[Items listed in a dataset]
· · · · · · ·
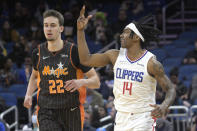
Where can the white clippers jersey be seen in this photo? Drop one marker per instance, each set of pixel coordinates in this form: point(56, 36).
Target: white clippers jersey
point(134, 89)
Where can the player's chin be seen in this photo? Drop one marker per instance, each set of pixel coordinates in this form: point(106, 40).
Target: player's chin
point(50, 39)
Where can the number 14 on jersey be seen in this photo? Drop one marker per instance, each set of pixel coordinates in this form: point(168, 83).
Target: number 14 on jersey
point(127, 87)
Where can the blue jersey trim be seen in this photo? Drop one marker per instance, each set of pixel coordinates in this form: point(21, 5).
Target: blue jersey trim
point(137, 59)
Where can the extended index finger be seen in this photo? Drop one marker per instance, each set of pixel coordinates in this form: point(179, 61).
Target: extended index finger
point(82, 12)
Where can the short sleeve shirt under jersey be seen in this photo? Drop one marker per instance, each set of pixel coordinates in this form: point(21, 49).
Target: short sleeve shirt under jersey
point(74, 57)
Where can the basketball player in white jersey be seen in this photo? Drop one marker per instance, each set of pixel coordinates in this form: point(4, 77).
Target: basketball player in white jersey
point(136, 73)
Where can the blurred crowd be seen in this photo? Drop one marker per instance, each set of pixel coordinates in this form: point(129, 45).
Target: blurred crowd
point(21, 31)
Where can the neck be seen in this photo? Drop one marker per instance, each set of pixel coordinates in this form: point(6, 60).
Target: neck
point(134, 52)
point(55, 45)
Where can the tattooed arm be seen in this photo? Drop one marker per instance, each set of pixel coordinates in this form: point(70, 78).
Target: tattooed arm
point(155, 69)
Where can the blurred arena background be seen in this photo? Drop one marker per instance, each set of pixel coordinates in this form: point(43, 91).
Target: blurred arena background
point(21, 31)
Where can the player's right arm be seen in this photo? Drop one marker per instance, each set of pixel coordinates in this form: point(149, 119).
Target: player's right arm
point(87, 59)
point(30, 89)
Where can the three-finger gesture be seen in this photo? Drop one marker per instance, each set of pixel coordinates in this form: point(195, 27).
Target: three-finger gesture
point(82, 21)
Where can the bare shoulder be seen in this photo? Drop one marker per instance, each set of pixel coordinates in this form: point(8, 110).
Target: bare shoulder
point(113, 55)
point(155, 68)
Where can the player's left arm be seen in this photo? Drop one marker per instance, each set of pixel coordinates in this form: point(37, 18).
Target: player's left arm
point(156, 69)
point(92, 81)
· · · · · · ·
> [DIRECTIONS] Please copy out the part of the entries that opens with the line containing "Where can the tattooed" and runs through the end of the entries, and include only those lines. Shift every point coordinate in the answers by -126, and reproduce all the other lines unchanged.

> [ANSWER TO THE EXERCISE]
Where can the tattooed arm be seen in this photo? Drop one marker per instance, each set of pixel coordinates in this form: point(70, 78).
Target: tattooed arm
point(29, -57)
Where can the blurred arena background be seen in this photo? Drop one marker per instance, each set of pixel coordinates in this form: point(43, 91).
Target: blurred arena background
point(-105, -95)
Where can the player's right arm be seen in this photo? Drop one marker per instance, each set of pixel coordinates in this form: point(149, 119).
Target: player's right arm
point(-39, -67)
point(-96, -37)
Where can the three-finger gesture be seen in this photo? Drop one marker per instance, each set of pixel coordinates in this form: point(195, 27).
Target: three-finger gesture
point(-44, -105)
Where can the bare shoulder be seen in this photo? Drop one marker per instance, each set of pixel coordinates in this form: point(8, 110).
Target: bare shoulder
point(-13, -71)
point(29, -58)
Where can the player's left arm be seen in this photo? Drop one marker per instance, each set of pixel coordinates in this form: point(37, 18).
Target: player's left arm
point(30, -57)
point(-34, -45)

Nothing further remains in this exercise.